#### OBJECTIVE 1
Please repeat the rows below word for word, starting at the first row and ending at the line that contains "xmin=174 ymin=72 xmax=320 ymax=86", with both of those lines included.

#### TEXT PROVIDED
::::::

An interesting and very accessible book, each chapter points to a different set of discursive forms and contexts, and arguably each merits additional attention to the details of the narrative and theoretical analysis. The second chapter continues the ideas begun in the introduction, asking “Why People Protest.” The third, fourth, and fifth chapters consider narrative strategies and ask how different stories mean for different tellers in different contexts. The sixth chapter looks more generally at how stories about movements create meaning and impact for the speaker and her audience. The seventh chapter presents her conclusion titled, “Folk Wisdom and Scholarly Tales.” While the diversity of story types and genres is distracting at times and confusing at others, Polletta does successfully present her point that different goals of social activists can be met through different narrative strategies.

Chapter 2 introduces narrative formulations as interpreted by students participating in sit-ins and organizing the Student Nonviolent Coordinating Committee (SNCC). Many interesting parallels are drawn between student actions and student narratives as found especially in student newspapers of the time. Polletta considers the different frames used in telling the stories and their insistence on certain conventions, including what was portrayed as “spontaneity” by the speakers and the organization. Absent from this chapter is a discussion of the different registers of language used in performance. To read Polletta’s sociological discussion of stories in protest alongside Richard Bauman’s “keys” to performance (1977) or other folkloristic and linguistic studies would enrich any student’s study of narrative as used in protest.

Chapter 3 continues this textual analysis of SNCC stories largely collected in print form, while chapter 4 considers stories collected from an online discussion about the future of the World Trade Center site in Lower Manhattan. Chapter 5, “Casting Oneself as a Victim Sometimes Hurts the Cause,” uses stories of women, especially from court cases for gender equality and cases investigating domestic violence. Particularly notable in this chapter, but noticeable in others as well, is the absence of many of these voices that are being analyzed. Polletta’s text would benefit from more specific and longer narratives from those whom she researched. By not choosing to use as many direct quotes from her fieldwork and research, and instead simply retelling many stories herself, the author loses the perspective and nuance that other storytellers of the movement may have tried to bring to their personal narratives and stories.

::::::

#### OBJECTIVE 2
Transcribe the book review above in full, word for word.

#### AVAILABLE RECORDS
::::::

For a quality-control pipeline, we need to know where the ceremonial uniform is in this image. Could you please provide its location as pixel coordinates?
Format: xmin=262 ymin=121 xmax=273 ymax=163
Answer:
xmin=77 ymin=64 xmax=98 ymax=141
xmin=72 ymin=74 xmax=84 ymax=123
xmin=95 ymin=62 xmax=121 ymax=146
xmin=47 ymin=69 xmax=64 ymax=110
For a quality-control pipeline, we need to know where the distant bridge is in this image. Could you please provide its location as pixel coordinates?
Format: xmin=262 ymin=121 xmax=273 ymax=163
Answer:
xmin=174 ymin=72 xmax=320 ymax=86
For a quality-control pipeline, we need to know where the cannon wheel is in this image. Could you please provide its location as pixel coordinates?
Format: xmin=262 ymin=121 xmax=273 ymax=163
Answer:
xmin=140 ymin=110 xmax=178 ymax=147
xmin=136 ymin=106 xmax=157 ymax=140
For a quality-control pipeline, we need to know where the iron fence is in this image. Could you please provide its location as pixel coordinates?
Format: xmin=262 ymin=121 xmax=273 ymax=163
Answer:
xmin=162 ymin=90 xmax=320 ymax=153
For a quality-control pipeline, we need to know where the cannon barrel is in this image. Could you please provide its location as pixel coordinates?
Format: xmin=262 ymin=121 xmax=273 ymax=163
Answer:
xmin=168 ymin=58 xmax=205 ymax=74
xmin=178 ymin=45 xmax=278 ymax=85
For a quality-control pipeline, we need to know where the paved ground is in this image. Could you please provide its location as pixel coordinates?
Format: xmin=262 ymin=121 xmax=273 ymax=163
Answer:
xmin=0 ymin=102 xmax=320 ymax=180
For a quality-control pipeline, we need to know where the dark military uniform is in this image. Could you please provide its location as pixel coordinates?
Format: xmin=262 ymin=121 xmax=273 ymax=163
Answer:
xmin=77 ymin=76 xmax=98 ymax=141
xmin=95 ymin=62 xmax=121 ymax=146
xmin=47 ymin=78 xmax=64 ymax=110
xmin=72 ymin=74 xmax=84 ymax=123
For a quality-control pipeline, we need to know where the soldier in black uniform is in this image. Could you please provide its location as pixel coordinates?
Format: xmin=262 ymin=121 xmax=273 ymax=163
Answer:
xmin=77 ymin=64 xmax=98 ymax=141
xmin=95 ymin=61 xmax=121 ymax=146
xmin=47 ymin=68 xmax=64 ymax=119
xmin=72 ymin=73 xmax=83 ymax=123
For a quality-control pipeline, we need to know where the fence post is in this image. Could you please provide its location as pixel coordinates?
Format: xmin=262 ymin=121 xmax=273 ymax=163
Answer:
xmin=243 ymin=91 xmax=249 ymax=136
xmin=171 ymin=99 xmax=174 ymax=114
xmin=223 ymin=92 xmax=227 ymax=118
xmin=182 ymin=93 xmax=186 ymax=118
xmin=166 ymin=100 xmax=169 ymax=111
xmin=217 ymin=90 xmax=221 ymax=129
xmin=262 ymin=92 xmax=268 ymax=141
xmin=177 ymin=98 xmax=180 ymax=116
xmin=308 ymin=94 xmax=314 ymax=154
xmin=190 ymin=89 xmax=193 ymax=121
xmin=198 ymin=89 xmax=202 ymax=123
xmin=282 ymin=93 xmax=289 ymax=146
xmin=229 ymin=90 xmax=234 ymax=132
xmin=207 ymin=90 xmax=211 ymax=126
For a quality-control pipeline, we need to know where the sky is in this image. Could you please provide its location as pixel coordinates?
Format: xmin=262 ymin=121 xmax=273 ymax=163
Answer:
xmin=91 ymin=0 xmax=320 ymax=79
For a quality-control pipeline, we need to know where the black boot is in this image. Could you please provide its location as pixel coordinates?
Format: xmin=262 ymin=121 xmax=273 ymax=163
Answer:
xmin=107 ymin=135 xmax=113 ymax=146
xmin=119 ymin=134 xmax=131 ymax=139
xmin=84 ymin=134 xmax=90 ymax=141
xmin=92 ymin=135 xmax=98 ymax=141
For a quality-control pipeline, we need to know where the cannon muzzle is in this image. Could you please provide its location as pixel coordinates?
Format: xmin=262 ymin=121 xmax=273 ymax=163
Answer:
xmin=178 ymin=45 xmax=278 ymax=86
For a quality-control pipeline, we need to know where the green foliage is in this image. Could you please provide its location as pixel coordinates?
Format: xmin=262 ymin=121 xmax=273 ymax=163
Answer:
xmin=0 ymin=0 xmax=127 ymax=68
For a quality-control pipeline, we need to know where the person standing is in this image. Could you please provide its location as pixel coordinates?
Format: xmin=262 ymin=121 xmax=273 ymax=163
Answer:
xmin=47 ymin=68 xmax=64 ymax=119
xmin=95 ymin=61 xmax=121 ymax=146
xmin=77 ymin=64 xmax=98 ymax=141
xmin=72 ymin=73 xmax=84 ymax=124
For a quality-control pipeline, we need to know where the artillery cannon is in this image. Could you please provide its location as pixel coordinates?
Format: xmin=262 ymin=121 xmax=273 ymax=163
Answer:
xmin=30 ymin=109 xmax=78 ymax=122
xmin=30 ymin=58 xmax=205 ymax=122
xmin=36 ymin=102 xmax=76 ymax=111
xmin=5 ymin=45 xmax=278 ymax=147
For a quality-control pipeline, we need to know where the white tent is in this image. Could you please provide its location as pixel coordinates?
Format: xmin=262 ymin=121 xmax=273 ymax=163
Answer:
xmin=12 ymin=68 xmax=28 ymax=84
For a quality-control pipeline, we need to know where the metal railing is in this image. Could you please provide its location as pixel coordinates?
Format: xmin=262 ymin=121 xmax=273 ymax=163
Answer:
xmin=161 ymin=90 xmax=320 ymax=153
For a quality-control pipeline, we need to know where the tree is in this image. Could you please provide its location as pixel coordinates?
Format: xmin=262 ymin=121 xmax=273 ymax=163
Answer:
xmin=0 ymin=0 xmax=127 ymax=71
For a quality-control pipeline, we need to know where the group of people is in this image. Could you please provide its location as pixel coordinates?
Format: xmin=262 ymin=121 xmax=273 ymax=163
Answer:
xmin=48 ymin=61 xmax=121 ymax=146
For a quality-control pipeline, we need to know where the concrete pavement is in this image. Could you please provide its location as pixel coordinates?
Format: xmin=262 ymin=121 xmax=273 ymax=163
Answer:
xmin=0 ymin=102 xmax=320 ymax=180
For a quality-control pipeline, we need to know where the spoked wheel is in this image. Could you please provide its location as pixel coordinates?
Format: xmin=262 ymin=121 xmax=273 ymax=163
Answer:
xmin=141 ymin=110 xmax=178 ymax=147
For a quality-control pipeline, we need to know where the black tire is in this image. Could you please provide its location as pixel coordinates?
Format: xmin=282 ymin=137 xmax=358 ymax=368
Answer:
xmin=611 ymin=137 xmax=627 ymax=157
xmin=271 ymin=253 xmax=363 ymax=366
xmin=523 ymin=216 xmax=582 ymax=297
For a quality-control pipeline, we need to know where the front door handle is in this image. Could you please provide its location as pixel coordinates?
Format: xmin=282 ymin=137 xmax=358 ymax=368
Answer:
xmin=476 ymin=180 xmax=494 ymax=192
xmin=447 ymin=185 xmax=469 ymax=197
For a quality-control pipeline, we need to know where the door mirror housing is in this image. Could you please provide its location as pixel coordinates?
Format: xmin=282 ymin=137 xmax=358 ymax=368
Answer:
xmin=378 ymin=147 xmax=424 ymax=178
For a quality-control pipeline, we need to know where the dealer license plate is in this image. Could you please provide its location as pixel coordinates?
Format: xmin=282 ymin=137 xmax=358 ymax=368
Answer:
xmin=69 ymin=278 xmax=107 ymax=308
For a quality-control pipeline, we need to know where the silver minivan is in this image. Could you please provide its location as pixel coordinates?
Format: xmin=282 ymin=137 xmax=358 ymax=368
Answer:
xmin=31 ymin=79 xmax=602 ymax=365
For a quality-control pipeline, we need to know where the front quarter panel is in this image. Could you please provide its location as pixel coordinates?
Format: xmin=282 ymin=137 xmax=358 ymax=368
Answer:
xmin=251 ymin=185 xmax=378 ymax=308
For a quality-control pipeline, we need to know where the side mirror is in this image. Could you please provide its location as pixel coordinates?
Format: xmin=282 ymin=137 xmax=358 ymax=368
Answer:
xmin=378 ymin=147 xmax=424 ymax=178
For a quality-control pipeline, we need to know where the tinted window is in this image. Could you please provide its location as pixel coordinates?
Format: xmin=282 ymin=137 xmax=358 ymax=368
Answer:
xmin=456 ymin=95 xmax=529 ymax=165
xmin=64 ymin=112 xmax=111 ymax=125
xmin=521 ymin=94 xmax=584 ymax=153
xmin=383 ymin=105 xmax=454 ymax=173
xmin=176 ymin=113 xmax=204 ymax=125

::::::

#### EXERCISE OUTPUT 1
For a quality-control pipeline, we need to know where the ceremonial uniform is in this image. Could you please provide its location as pixel coordinates?
Format: xmin=262 ymin=121 xmax=273 ymax=163
Answer:
xmin=77 ymin=64 xmax=98 ymax=141
xmin=72 ymin=74 xmax=84 ymax=123
xmin=95 ymin=62 xmax=121 ymax=146
xmin=47 ymin=69 xmax=64 ymax=110
For a quality-control pipeline, we need to know where the distant bridge is in this image. Could you please provide its location as pixel coordinates?
Format: xmin=262 ymin=121 xmax=273 ymax=163
Answer:
xmin=174 ymin=72 xmax=320 ymax=86

#### EXERCISE OUTPUT 2
An interesting and very accessible book, each chapter points to a different set of discursive forms and contexts, and arguably each merits additional attention to the details of the narrative and theoretical analysis. The second chapter continues the ideas begun in the introduction, asking “Why People Protest.” The third, fourth, and fifth chapters consider narrative strategies and ask how different stories mean for different tellers in different contexts. The sixth chapter looks more generally at how stories about movements create meaning and impact for the speaker and her audience. The seventh chapter presents her conclusion titled, “Folk Wisdom and Scholarly Tales.” While the diversity of story types and genres is distracting at times and confusing at others, Polletta does successfully present her point that different goals of social activists can be met through different narrative strategies.

Chapter 2 introduces narrative formulations as interpreted by students participating in sit-ins and organizing the Student Nonviolent Coordinating Committee (SNCC). Many interesting parallels are drawn between student actions and student narratives as found especially in student newspapers of the time. Polletta considers the different frames used in telling the stories and their insistence on certain conventions, including what was portrayed as “spontaneity” by the speakers and the organization. Absent from this chapter is a discussion of the different registers of language used in performance. To read Polletta’s sociological discussion of stories in protest alongside Richard Bauman’s “keys” to performance (1977) or other folkloristic and linguistic studies would enrich any student’s study of narrative as used in protest.

Chapter 3 continues this textual analysis of SNCC stories largely collected in print form, while chapter 4 considers stories collected from an online discussion about the future of the World Trade Center site in Lower Manhattan. Chapter 5, “Casting Oneself as a Victim Sometimes Hurts the Cause,” uses stories of women, especially from court cases for gender equality and cases investigating domestic violence. Particularly notable in this chapter, but noticeable in others as well, is the absence of many of these voices that are being analyzed. Polletta’s text would benefit from more specific and longer narratives from those whom she researched. By not choosing to use as many direct quotes from her fieldwork and research, and instead simply retelling many stories herself, the author loses the perspective and nuance that other storytellers of the movement may have tried to bring to their personal narratives and stories.